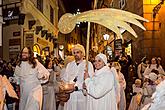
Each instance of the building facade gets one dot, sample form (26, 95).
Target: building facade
(31, 23)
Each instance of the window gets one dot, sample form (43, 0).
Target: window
(51, 15)
(40, 5)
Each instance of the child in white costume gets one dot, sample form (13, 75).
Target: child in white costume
(137, 91)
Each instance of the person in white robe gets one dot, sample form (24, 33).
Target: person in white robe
(149, 88)
(67, 60)
(137, 94)
(50, 88)
(153, 66)
(100, 87)
(30, 73)
(75, 73)
(141, 68)
(158, 98)
(122, 82)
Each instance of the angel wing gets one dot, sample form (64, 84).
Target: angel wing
(108, 17)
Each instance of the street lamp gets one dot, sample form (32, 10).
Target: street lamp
(106, 37)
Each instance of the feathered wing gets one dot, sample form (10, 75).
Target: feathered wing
(108, 17)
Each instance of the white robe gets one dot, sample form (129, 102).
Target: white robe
(158, 97)
(77, 100)
(101, 90)
(153, 67)
(30, 85)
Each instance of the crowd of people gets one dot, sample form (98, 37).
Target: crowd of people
(77, 84)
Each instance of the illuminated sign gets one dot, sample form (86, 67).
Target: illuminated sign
(11, 13)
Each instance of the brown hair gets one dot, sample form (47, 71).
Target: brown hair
(31, 59)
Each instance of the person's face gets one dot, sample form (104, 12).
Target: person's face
(147, 62)
(153, 61)
(50, 64)
(25, 54)
(78, 55)
(98, 63)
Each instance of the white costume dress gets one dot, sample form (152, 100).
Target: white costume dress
(30, 85)
(158, 97)
(101, 90)
(77, 100)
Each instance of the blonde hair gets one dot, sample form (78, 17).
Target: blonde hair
(68, 59)
(116, 65)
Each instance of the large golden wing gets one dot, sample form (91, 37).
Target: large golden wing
(108, 17)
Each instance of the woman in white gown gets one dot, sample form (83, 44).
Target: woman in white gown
(100, 87)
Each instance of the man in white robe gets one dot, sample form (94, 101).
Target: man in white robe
(75, 71)
(30, 74)
(101, 87)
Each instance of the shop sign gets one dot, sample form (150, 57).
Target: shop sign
(14, 48)
(11, 13)
(29, 39)
(118, 44)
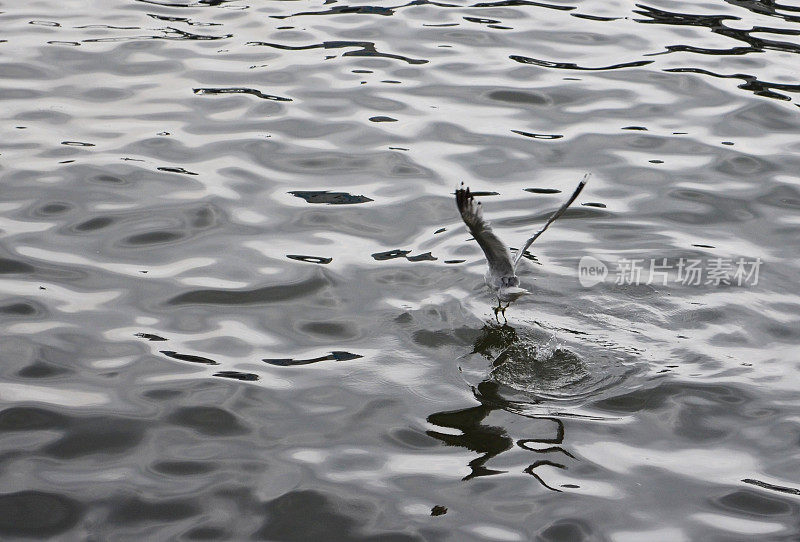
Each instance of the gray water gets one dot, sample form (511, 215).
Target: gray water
(200, 343)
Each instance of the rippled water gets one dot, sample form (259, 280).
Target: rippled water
(238, 301)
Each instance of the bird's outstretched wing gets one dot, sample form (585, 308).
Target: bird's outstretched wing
(497, 253)
(552, 219)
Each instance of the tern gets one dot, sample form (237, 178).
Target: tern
(501, 276)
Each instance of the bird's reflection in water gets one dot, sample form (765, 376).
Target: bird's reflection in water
(506, 349)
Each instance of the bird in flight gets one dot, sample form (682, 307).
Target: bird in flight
(501, 276)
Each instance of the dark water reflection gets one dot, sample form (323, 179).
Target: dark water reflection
(238, 303)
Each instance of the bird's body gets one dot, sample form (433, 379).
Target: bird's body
(501, 276)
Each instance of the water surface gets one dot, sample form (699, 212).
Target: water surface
(238, 302)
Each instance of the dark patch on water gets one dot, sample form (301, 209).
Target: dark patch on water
(309, 259)
(180, 170)
(333, 356)
(150, 337)
(236, 375)
(189, 357)
(542, 190)
(538, 136)
(425, 257)
(212, 421)
(8, 267)
(331, 198)
(267, 294)
(37, 514)
(390, 254)
(238, 90)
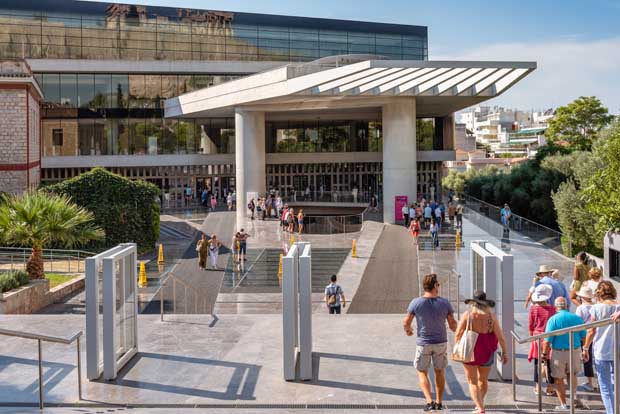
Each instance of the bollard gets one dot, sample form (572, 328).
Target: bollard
(280, 268)
(142, 275)
(160, 256)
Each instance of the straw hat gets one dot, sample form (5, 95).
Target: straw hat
(585, 292)
(481, 298)
(544, 269)
(542, 293)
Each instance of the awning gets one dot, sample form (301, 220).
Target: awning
(440, 87)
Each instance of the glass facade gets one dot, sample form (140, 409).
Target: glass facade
(122, 114)
(65, 29)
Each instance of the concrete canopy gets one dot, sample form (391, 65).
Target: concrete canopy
(440, 87)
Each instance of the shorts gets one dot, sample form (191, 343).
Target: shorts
(435, 353)
(560, 362)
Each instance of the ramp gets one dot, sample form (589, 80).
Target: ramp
(390, 280)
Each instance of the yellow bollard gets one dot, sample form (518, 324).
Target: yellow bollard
(142, 276)
(280, 268)
(160, 256)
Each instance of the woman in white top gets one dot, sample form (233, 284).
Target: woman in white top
(585, 295)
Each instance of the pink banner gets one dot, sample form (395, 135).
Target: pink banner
(399, 202)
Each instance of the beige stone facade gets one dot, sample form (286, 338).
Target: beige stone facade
(20, 125)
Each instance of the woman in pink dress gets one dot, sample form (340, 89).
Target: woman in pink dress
(482, 321)
(539, 314)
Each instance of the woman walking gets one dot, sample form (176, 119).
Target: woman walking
(214, 247)
(539, 314)
(433, 229)
(481, 320)
(203, 250)
(414, 228)
(585, 297)
(602, 341)
(300, 221)
(580, 275)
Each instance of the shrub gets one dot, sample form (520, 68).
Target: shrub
(127, 210)
(13, 279)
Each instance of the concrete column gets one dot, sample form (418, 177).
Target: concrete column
(399, 154)
(249, 159)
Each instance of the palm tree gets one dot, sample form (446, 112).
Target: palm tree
(40, 219)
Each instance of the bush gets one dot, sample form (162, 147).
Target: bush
(127, 210)
(13, 279)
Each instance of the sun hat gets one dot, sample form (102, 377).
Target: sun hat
(544, 269)
(585, 292)
(481, 299)
(542, 293)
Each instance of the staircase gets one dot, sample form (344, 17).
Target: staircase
(259, 274)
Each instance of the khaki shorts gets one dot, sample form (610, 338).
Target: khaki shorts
(560, 362)
(437, 353)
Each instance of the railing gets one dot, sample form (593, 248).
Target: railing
(198, 299)
(539, 339)
(54, 339)
(536, 231)
(71, 261)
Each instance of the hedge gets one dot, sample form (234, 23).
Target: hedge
(13, 279)
(126, 210)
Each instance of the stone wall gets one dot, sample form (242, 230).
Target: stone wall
(37, 295)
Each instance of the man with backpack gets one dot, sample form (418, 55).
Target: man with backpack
(334, 297)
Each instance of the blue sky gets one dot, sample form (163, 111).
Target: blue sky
(575, 42)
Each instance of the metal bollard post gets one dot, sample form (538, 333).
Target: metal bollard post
(539, 374)
(79, 370)
(616, 369)
(40, 375)
(514, 374)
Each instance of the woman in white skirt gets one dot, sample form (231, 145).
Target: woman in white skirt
(214, 247)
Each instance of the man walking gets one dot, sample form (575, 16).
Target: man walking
(562, 354)
(431, 313)
(334, 297)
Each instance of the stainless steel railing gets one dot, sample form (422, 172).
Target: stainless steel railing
(172, 279)
(55, 339)
(539, 339)
(72, 261)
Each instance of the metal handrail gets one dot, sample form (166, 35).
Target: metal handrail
(54, 339)
(539, 338)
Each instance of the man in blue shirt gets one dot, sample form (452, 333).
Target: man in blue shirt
(431, 313)
(562, 354)
(558, 288)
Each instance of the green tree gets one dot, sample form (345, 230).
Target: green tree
(39, 220)
(578, 123)
(601, 190)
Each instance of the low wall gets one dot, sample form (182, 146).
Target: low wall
(36, 295)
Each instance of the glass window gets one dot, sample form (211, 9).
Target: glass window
(120, 91)
(103, 91)
(86, 90)
(68, 90)
(51, 87)
(136, 91)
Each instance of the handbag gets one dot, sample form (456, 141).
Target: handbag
(463, 350)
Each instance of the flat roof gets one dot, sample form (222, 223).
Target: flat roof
(440, 87)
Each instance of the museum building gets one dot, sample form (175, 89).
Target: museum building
(226, 100)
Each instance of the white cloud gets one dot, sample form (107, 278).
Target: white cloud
(567, 68)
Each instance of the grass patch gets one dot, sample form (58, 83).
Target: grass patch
(56, 280)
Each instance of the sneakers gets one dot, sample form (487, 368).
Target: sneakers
(433, 406)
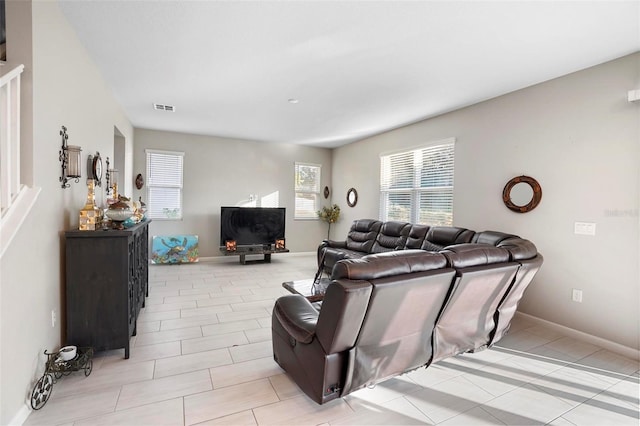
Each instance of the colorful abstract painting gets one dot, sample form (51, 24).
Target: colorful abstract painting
(174, 249)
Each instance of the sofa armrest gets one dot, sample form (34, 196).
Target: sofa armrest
(298, 316)
(334, 244)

________

__Exercise instructions__
Reproduce the records above exactly, but only from the line with "Target: illuminated sign" up to and including the line with "Each instance of the bird's reflection". Leave the pictures out.

__Task answer__
Target: illuminated sign
(11, 13)
Each instance of the brown hair gets one dot, sample form (47, 71).
Target: brown hair
(31, 59)
Each instance of the person's face gets one dot, sample form (104, 12).
Target: person's face
(147, 62)
(153, 61)
(50, 64)
(25, 54)
(78, 55)
(98, 63)
Each instance of the white costume dress gets one dot, sample form (152, 100).
Target: white costume dress
(30, 85)
(158, 97)
(101, 90)
(77, 100)
Each instance of the blonde hair gets one dot, sample form (78, 17).
Target: blonde hair
(68, 59)
(116, 65)
Each instance of the large golden wing gets one dot, sample form (91, 37).
Target: large golden wing
(108, 17)
Each instance of the woman in white gown gets one dot, sample form (83, 44).
Target: woman in white gown
(100, 87)
Each instance of the man in white robe gets one dot, sample form (94, 101).
Target: man in white robe
(75, 71)
(30, 74)
(101, 87)
Each instance of the shop sign gets one dot, sample form (150, 57).
Target: shop sign
(14, 48)
(11, 13)
(29, 39)
(118, 44)
Each instance of the gray water gets one dot, sample form (511, 215).
Target: gray water
(200, 343)
Each instance of the rippled water gets one dot, sample form (259, 280).
Target: rippled water
(238, 301)
Each instance of the bird's outstretched wing gets one dot, sample form (585, 308).
Target: bird's outstretched wing
(497, 253)
(552, 219)
Each instance of the tern gets one dot, sample form (237, 178).
Target: tern
(501, 276)
Each instance of the bird's reflection in water gets one dot, sample form (765, 376).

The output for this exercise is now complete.